Todo:

Go through the following resources:

Good list for non-functional requirements

  1. The CAP Theorem (Choose between consistency or availability)
  2. Scalability
    1. Anything special that needs to be extra scalable at certain times or days?
    2. Burst scaling, user surges, etc.
    3. Is the system read-heavy or write-heavy? Plan accordingly.
  3. Environment constraints
    1. Will your system be impaired by the environment in any way?
      1. Example: google maps when you’re driving through a dead zone. You can make the decision to show offline versions of the map, cache locally, etc.
    2. Does the hardware have limitations (memory, battery, bandwidth, etc.)
  4. Security
    1. Knowing how your data is handled and secured
    2. GDPR, PII, etc.
    3. Health data, for example.
  5. Latency
    1. Important to user experience
    2. Kafka, pubsubs can help with decreasing latency
  6. Durability
    1. How important is it that your data isn’t lost?
    2. Data replication, backups
  7. Partition Tolerance

Intro

When prepping for system design, I feel like the best way to consider what to use and when is a direct result of the benefits and consideration of using that technology. I’ve decided to attempt to create a simple list of the various options and when to use them.

I’ll use the following to describe each item:

  • Short description of how it works
  • When to consider it
  • Any limitations that exist with it
  • Any extra notes about it

The list

  • Relational / SQL databases
    • Description:
      • An organized method of storing data that’s relational. Allows for table structures that represent records you insert / change.
      • Offers ACID guarantees (atomicity, consistency, isolation, durability) via transactions, locking, etc.
      • Offers query performance speed ups through index creation
    • When:
      • You have highly relational data
      • You need consistency guarantees (a read after a write returns the most up to date data)
      • You need to perform joins
    • Limitations:
      • Indexes incur latency at write time because each write needs to update the index’s data as well.
    • Extra:
      • They’re traditionally viewed as CA systems, but distributed options sacrifice the A for P, so they can also be CP systems.
  • NoSQL databases
    • Description:
      • Essentially a giant key-value store
      • Usually distributed, and allows for really good scaling.

◆ ◆ ◆

THINGS TO DO »
A. Write out the passage of the system design notes from "1. The CAP Theorem" to "write-heavy? Plan accordingly.".
B. Continue the system design notes from the point at which they stop.

◆ ◆ ◆

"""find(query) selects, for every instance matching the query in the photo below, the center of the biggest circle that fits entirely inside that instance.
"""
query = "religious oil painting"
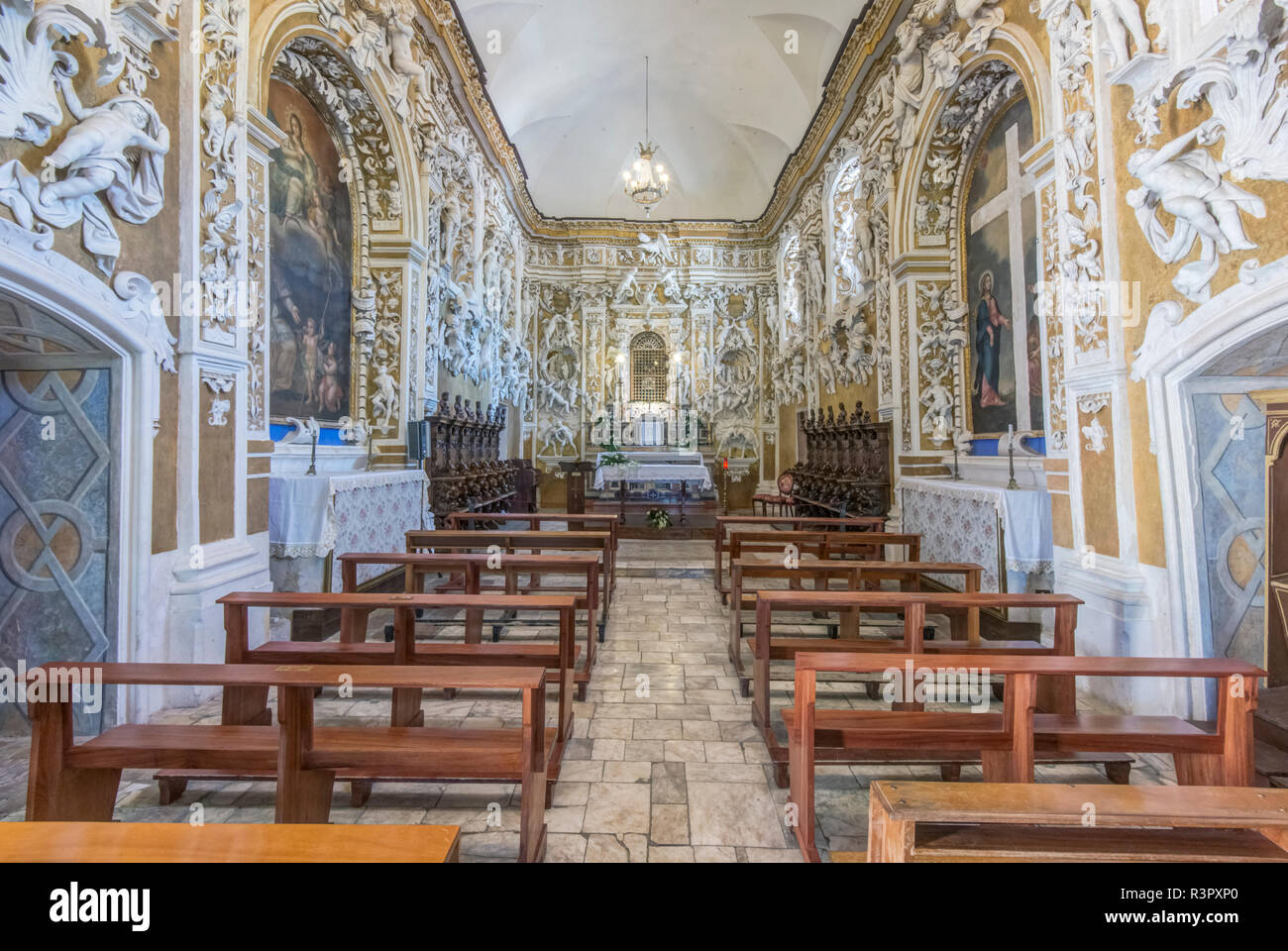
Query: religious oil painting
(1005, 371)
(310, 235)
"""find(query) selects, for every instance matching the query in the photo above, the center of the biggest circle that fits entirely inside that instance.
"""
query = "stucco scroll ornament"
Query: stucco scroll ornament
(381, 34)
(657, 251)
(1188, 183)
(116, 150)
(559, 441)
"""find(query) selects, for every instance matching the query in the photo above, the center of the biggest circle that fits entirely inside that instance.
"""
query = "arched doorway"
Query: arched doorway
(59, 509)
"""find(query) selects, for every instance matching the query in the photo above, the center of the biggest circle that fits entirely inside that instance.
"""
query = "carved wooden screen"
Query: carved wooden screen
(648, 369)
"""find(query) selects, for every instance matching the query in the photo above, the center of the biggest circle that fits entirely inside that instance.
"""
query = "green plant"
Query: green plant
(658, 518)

◆ ◆ ◆

ANSWERS FOR THIS EXERCISE »
A.
1. The CAP Theorem (Choose between consistency or availability)
  2. Scalability
    1. Anything special that needs to be extra scalable at certain times or days?
    2. Burst scaling, user surges, etc.
    3. Is the system read-heavy or write-heavy? Plan accordingly.

B.
    • When:
      • You need to store data but maybe don’t have the relational structure
      • You need to quickly serialize/deserialize data
      • You have a high number of writes and/or a large number of data in general
    • Limitations:
      • You don’t get consistency with a NoSQL database. It’s an AP system. This is because each of the nodes need to be updated with the most up to date data, which requires some “async” style workflows.
    • Extra:
      • I know AWS DynamoDB supports things like primary and secondary keys which correlate to how data is stored on disk. Can make reads faster, similar to indexes.
      • Also supports indexes, but likely fall under the same camp as the SQL ones.
      • Can also support locking via optimistic locking. Version numbers are used for this. This doesn’t make the system CP, though, since it just helps with consistency at write time.
  • Load Balancer
    • Description:
      • A machine that maintains a public IP that can receive requests, and then forwards them to relevant privately routed servers.
      • Generally, it evenly balances the traffic across multiple servers, without exposing those servers publicly.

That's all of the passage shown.